### [Selection]
========

To increase efficiency, Lant and colleagues propose designing new democratic institutions with spatial and hierarchical structures congruent with the scale of ecosystem services. These institutions would collect taxes from the beneficiaries of ecosystem services and from agents that produce negative externalities, and reward landowners for the provision of ecosystem services, thus generating incentives for the cost-effective protection of ecosystems and biodiversity.

The problem with this idea is that the democratic political process also suffers from externalities. Just as landowners in a free market put their land to the most rewarding use for themselves, and not necessarily for society as a whole, political agents also look after their own interests.

========

### [Provided material]
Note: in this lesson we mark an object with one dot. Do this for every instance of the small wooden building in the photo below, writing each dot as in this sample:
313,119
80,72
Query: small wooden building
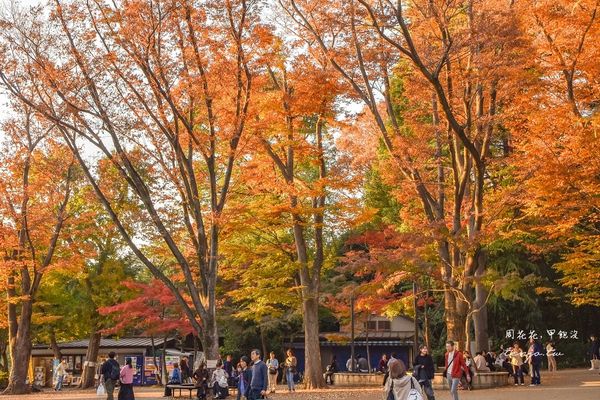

========

### [Exercise requirements]
[A] Translate this sentence from the passage on ecosystem services into Spanish: "The problem with this idea is that the democratic political process also suffers from externalities."
[B] Carry on writing the passage on ecosystem services, starting right after its last sentence.
The material has no connection to the passage on ecosystem services.

### [The replies]
[A] El problema de esta idea es que el proceso político democrático también sufre de externalidades.

[B]
The most basic ingredient of efficient democracy is a knowable and thoughtful electorate. However, voters have little incentive to spend the time and effort to inform themselves and think about the political issues—in our case, the details of environmental management. A voter's effort benefits the whole of society in a nonexcludable way, and only a small fraction of this benefit accrues to him or herself. Voters who spend considerable effort in making up their minds end up reaping the same rewards as voters who spend little or no effort. As a result, most voters spend very little effort. Moreover, because the costs of bad policies are borne by all, and only a small fraction falls upon each voter, voters often indulge in selfserving but irrational ideas that harm society—a case of negative externality. Caplan (2007) has found that voters have systematic biases that do not cancel out as simple random errors would. This leads to systematically bad policies. The same kind of analysis of self-interest and positive and negative externalities applies to politicians (who promise and enact policies that are popular instead of optimal), bureaucrats, and lobbyists.

Thus, Lant and colleagues want to address the externalities of commercial markets by creating a system that is also plagued by externalities. Political institutions will solve some problems, worsen others, and create new ones. Whether they work better or worse overall than traditional voluntary markets is an open, empirical question.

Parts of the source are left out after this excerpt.